Repeat the material below line for line, leaving out the pictures.

Dataset rows:
.....
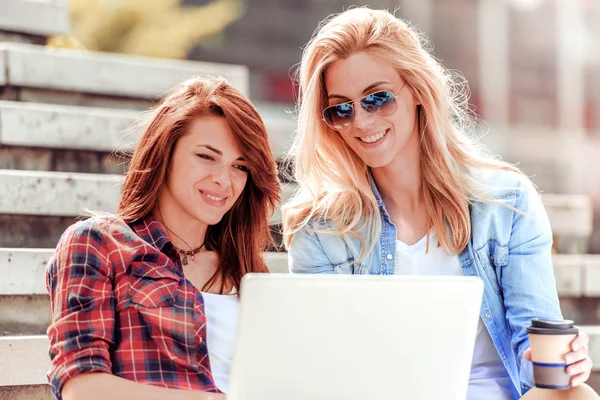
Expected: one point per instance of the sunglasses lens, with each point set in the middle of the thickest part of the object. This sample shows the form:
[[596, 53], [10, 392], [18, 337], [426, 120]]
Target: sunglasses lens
[[383, 103], [339, 116]]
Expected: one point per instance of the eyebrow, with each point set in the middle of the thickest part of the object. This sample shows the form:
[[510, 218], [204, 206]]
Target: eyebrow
[[219, 152], [365, 90]]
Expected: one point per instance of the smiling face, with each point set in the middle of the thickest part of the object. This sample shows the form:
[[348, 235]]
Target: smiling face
[[376, 139], [207, 172]]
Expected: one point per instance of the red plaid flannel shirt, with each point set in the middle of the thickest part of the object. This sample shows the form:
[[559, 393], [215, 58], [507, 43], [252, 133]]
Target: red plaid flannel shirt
[[121, 305]]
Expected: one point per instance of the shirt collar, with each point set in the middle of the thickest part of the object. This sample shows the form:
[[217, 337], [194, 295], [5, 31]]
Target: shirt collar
[[150, 230]]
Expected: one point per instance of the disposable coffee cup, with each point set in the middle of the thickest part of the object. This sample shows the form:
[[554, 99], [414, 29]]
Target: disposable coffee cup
[[550, 341]]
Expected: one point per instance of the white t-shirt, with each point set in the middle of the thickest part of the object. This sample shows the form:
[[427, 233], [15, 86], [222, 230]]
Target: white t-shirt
[[489, 378], [221, 327]]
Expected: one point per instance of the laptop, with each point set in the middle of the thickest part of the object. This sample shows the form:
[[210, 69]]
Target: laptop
[[354, 337]]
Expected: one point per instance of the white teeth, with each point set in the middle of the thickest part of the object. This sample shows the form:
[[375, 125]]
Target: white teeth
[[372, 138], [213, 197]]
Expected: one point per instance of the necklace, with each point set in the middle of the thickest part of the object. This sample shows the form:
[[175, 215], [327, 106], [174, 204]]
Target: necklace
[[186, 253]]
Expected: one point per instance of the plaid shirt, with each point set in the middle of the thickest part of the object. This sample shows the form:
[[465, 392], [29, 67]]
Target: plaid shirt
[[121, 305]]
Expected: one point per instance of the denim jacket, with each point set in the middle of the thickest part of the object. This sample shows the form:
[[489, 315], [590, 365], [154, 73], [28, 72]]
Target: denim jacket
[[510, 251]]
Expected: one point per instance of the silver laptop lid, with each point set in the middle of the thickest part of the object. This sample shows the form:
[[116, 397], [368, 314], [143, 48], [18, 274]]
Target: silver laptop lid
[[354, 337]]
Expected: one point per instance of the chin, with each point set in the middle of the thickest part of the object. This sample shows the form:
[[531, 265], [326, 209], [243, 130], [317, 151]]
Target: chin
[[377, 162]]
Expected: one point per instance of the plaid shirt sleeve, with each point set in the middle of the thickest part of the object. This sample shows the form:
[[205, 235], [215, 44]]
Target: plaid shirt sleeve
[[78, 279]]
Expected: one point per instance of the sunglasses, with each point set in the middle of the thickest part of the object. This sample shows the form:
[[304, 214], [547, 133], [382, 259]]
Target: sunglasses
[[341, 116]]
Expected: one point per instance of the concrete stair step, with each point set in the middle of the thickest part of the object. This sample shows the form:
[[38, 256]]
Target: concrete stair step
[[68, 194], [39, 67], [101, 129]]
.....
### Answer to this problem
Expected: one point per instance of the sunglasses lens, with each point set in the middle of the thickest part of the object. This sample shows the form:
[[596, 53], [10, 392], [18, 337], [426, 120]]
Target: sunglasses lens
[[383, 103], [339, 116]]
Expected: one point per instance of the eyebrow, with each point set in the middle of the thickest part of the object. This sample shows the form:
[[510, 218], [204, 206]]
Target: eyebrow
[[219, 152], [365, 90]]
Expected: one point per instance of the smiling face, with each point set in the middle of the thickest part of the object. This sample shows the form:
[[348, 235]]
Target: smiling face
[[376, 139], [207, 172]]
Expected: one point per instance of the red plaid flannel shirt, with each point set in the middle of the thickest part of the object. This sample shows the form:
[[559, 393], [215, 58], [507, 43], [252, 133]]
Target: red plaid flannel shirt
[[121, 305]]
Expected: one point per instance of the shirt collar, with each point set in the middle of the thickest part of the object. This sample shows the form:
[[217, 337], [194, 295], [5, 31]]
Target: shirt collar
[[150, 230]]
Expected: one point per instance of the disposable coffee cup, with each point set in the middle of the thickest part of the object. This sample shows the form:
[[554, 99], [414, 29]]
Target: disposable coffee cup
[[550, 341]]
Expected: one point per instance of the white t-shirt, with each point set in the middle of the thickest part of the object. This sample shows the form:
[[427, 233], [15, 86], [222, 230]]
Target: white t-shirt
[[489, 378], [221, 327]]
Expected: one point per instance of the laptop, with each point set in the middle of the thickest part of the object. This sample shows the form:
[[210, 69]]
Target: laptop
[[354, 337]]
Expected: one point per instance of the white teeth, with each point set in the middle of the thickest part of the object. This sample shows the form:
[[375, 125]]
Target: white teeth
[[372, 138], [213, 197]]
Expected: one point per instance of the necklace, with each point set in the middle of the thickest part of the object. This sample shows the form:
[[175, 215], [327, 106], [174, 204]]
Target: necklace
[[186, 253]]
Expected: one point per instance of the plaid shirt, with each point set in the middle of the thickest part of the object. This sample shows the form:
[[465, 392], [29, 67]]
Target: plaid shirt
[[121, 305]]
Expected: one point per instance of the denim jacket, with each point set in the middle of the thickest part of the object. This sample shows the form:
[[489, 315], [590, 365], [154, 73], [28, 72]]
Target: denim jacket
[[510, 251]]
Expected: one point per instance of the silver laptop lid, with each point set in the middle of the thickest part of the object. This sample shows the form:
[[116, 397], [368, 314], [143, 48], [18, 274]]
Target: silver laptop lid
[[354, 337]]
Expected: one point per instance of the chin, with each point set in the middle of the thickest part of the object. This sample shows the form:
[[531, 265], [326, 209], [243, 130], [317, 151]]
Target: chin
[[377, 162]]
Expected: one point per instance of the plaid shirt sleeve, with each point set in the middle of the thickest part of the object. This sample shows the form:
[[205, 235], [215, 44]]
Target: plaid shirt sleeve
[[78, 279]]
Expected: one point per instance of the sunglasses, with each point set in the middle of the thickest part of the object. This sample shows the form:
[[304, 214], [547, 133], [382, 259]]
Target: sunglasses
[[341, 116]]
Expected: one point per instance of the concrete stair step, with each point set in the middle of the thickest part of the object. This sample shows the form:
[[38, 256]]
Target: concrete stair step
[[68, 194], [39, 67], [101, 129]]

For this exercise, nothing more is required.